Requirement
Reproduce every one of the entries below word for word, keeping each line as it appears.

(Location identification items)
····················
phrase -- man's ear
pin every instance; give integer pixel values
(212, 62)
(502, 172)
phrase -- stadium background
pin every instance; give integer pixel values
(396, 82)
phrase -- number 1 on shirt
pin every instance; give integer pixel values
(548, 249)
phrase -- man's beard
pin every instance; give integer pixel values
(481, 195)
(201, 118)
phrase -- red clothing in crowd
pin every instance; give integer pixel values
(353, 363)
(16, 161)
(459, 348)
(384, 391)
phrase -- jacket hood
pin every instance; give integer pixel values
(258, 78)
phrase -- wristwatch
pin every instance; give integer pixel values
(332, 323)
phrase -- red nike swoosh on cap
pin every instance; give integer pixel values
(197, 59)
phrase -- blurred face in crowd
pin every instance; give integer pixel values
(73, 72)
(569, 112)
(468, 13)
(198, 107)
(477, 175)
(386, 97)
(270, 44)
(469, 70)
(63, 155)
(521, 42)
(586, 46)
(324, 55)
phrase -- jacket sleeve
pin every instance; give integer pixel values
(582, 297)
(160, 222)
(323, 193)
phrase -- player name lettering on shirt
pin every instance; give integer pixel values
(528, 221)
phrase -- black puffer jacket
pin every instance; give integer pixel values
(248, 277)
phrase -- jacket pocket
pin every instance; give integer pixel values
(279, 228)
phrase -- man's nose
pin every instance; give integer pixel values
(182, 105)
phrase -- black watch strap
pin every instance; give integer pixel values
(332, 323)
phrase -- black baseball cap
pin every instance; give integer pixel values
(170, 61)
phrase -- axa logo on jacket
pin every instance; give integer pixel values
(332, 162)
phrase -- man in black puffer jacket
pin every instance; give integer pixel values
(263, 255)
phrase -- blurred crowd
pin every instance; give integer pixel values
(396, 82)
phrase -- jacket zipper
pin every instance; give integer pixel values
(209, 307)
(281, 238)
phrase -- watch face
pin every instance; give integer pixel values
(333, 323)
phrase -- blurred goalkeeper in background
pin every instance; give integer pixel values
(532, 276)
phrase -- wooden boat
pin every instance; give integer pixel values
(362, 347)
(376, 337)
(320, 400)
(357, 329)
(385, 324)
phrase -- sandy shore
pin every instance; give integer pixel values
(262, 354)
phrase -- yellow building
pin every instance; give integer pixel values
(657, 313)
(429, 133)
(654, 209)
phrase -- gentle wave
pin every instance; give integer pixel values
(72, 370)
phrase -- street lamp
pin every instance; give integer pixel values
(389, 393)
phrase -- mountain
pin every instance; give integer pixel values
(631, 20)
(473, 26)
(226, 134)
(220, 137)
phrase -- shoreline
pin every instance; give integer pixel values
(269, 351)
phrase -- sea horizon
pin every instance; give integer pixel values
····················
Exercise output
phrase -- man's ear
pin every instance; give integer pixel values
(212, 62)
(502, 172)
phrase -- stadium background
pin every instance; give integer pixel values
(396, 82)
phrase -- number 1 on shirt
pin every instance; give integer pixel values
(548, 249)
phrase -- man's beard
pin every instance; give integer pixel values
(481, 195)
(201, 118)
phrase -- red clothing in crowd
pin every instance; give integer pixel values
(353, 363)
(16, 161)
(459, 348)
(384, 391)
phrase -- jacket hood
pin every instance; give integer pixel values
(258, 78)
phrase -- wristwatch
pin every instance; give integer pixel values
(332, 323)
phrase -- red nike swoosh on cap
pin every instance; give integer pixel values
(197, 59)
phrase -- blurred face in crowd
pin every instance; give integer pixel values
(73, 72)
(569, 112)
(468, 13)
(198, 107)
(477, 175)
(386, 97)
(270, 44)
(469, 70)
(63, 155)
(521, 42)
(586, 46)
(324, 55)
phrase -- jacket sleeve
pin every instance; give integer pixel values
(582, 297)
(160, 222)
(323, 193)
phrase -- player name lettering on shirt
pin every instance; give integer pixel values
(528, 221)
phrase -- black puffer jacket
pin every instance; give integer pixel values
(248, 277)
phrase -- jacket pocket
pin every instance; give integer pixel values
(279, 228)
phrase -- man's nose
pin every instance; give integer pixel values
(182, 105)
phrase -- black watch strap
pin every instance; give integer pixel values
(332, 323)
phrase -- black baseball cap
pin every instance; give integer pixel values
(170, 61)
phrase -- axa logo on jacket
pin every instance; give integer pixel values
(332, 162)
phrase -- man in black puffer jacket
pin every instance; give integer pixel values
(263, 255)
phrase -- blurred crowd
pin every instance; give integer pixel values
(396, 82)
phrase -- jacket zipper
pin every instance; give integer pixel values
(209, 307)
(281, 238)
phrase -- watch face
pin every instance; give integer pixel values
(333, 323)
phrase -- blurred goalkeeper in background
pin every instance; give integer pixel values
(532, 276)
phrase -- wooden boat
pin every instance; give integer pixel values
(362, 347)
(376, 337)
(320, 400)
(357, 329)
(385, 324)
phrase -- sandy shore
pin every instance; give integer pixel values
(262, 354)
phrase -- yellow building
pin every instance; give integer pixel values
(657, 313)
(429, 133)
(654, 209)
phrase -- gentle wave
pin every instance; give integer pixel values
(72, 370)
phrase -- street lamp
pin every instance; give integer pixel values
(389, 393)
phrase -- mountain
pin every instance; give integer pixel values
(631, 20)
(473, 26)
(226, 134)
(220, 137)
phrase -- shoreline
pin every instance; give integer pixel values
(269, 351)
phrase -- sea horizon
pin every instance; give integer pixel values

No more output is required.